> Aim:
Copy every line of the material below word for word.

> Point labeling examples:
+ + + + + + +

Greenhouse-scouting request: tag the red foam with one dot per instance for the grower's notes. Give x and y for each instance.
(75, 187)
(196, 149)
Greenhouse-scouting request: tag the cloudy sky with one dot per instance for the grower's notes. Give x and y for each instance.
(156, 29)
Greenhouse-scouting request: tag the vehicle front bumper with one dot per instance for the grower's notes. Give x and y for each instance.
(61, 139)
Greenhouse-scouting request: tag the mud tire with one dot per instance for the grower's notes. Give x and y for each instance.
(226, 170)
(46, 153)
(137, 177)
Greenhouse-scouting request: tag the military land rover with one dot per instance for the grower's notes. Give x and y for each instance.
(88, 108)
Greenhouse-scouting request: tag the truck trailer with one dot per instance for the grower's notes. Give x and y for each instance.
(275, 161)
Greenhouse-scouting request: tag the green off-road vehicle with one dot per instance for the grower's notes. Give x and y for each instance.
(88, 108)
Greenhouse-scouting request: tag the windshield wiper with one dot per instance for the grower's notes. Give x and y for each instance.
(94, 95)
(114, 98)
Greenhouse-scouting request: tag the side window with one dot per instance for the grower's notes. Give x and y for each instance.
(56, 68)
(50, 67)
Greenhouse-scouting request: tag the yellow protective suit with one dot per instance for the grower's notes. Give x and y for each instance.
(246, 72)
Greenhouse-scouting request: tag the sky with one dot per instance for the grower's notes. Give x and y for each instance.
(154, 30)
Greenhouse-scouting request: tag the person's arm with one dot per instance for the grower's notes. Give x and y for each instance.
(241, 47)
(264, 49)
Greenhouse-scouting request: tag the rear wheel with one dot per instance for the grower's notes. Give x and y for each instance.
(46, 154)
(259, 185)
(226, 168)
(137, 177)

+ + + + + + +

> Result for this exercise:
Greenhouse-scouting request: tag the red foam with one dot per instance for the grower's notes. Give x and y for each instance.
(75, 187)
(196, 149)
Greenhouse-scouting request: tag the cloudy sky with one dot per instance for the grower's notes. Give x and y for each instance.
(156, 29)
Greenhouse-scouting request: tag the vehicle front bumper with one dot per instance for the grower's notes. Give x and y for each instance.
(61, 139)
Greenhouse-scouting request: tag the mud tire with one dot per instance for the grower's notes. Give x and y for each instance.
(226, 170)
(46, 153)
(137, 177)
Greenhouse-scouting request: tag the military land rover with one dot per instance for the grower's notes. Give x and y for each instance.
(88, 108)
Greenhouse-scouting request: tag the truck trailer with one dot per instance for the grower's notes. Give x and y for each instance.
(275, 161)
Greenhouse-scouting request: tag the green off-road vehicle with one dot per instance for the grower's notes. Give x and y for each instance.
(88, 108)
Greenhouse-scouting request: tag the windshield wiper with one dot per instance for the grower's notes. Give x and y for each instance.
(94, 95)
(114, 98)
Greenhouse-scouting request: tag the side window with one dot per instance for the grower's notes. Give x and y for each instance.
(56, 68)
(50, 67)
Greenhouse-scouting request: tag the yellow protective suit with one dot per instance for the grower's notes. Give x and y for each instance.
(246, 72)
Greenhouse-scouting request: tag the sky with one dot per instance for the grower's notes. Give x and y for each instance.
(154, 30)
Greenhouse-scouting request: tag the person's arm with one dot per instance for the grower's notes. Give x and y for each instance.
(241, 47)
(264, 49)
Greenhouse-scouting request: tag the rear wheel with one dot per instance for the grower's notes. Give x and y for each instance.
(46, 154)
(259, 185)
(226, 168)
(137, 177)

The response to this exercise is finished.